| Problem details |
Please output exactly the run of lines that starts at the line with "of the caudal" and ends at the last line of the records below.

| Supplied records |

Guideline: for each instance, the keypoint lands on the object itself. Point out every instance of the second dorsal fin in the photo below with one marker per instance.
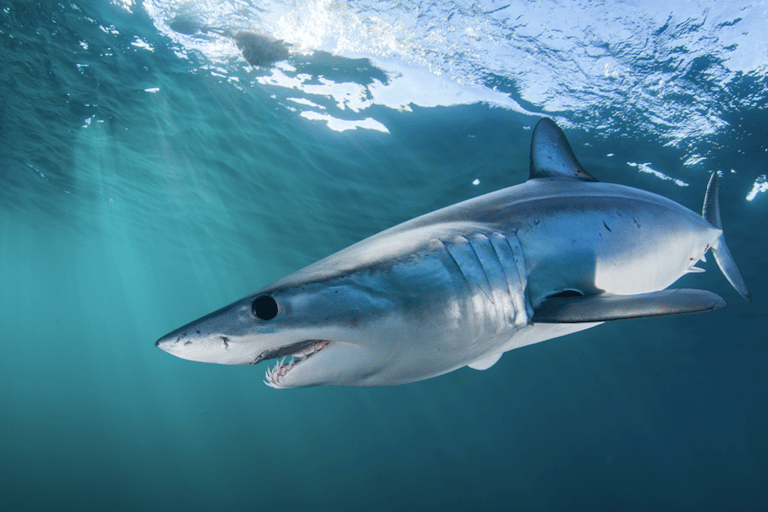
(552, 156)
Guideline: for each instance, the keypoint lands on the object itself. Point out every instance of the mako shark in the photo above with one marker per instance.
(460, 286)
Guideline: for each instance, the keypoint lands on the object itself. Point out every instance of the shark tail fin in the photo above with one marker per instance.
(711, 213)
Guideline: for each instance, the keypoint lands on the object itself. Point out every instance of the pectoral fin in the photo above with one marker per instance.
(605, 307)
(485, 362)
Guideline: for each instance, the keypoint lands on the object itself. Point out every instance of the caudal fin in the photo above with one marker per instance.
(711, 213)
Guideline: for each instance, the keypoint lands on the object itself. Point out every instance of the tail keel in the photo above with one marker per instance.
(711, 213)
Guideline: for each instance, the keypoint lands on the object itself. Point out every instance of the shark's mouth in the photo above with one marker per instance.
(298, 352)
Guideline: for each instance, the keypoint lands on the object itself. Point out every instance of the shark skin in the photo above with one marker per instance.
(460, 286)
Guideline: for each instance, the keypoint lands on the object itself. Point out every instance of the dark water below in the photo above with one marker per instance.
(139, 191)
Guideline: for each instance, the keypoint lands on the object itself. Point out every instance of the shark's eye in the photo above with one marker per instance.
(264, 307)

| Reply |
Guideline: for each instance, the keypoint lands on the object itself. Point out every instance of the caudal fin in the photo above with one marker per instance.
(711, 213)
Guideline: for each instance, the keypoint lands on the object itself. Point out every instance of the tail keel in the photo above with one marker per instance.
(711, 213)
Guideline: for each instance, the keypoint lands on the object itself. Point out every instance of the shark's mouth in the photo above with one marker per instance.
(298, 352)
Guideline: for each instance, the keypoint lands on the object itself. Point out every instance of the shark skin in the photo above with one marker per instance.
(460, 286)
Guideline: for each instance, the keypoint lands on the object itself. Point out every instance of the dark water below in the photo above with one marker per instance.
(139, 191)
Guideline: for each instance, the keypoint lands on the object itself. Point out every instance of the shark's eye in the photo above with one marker per instance.
(264, 307)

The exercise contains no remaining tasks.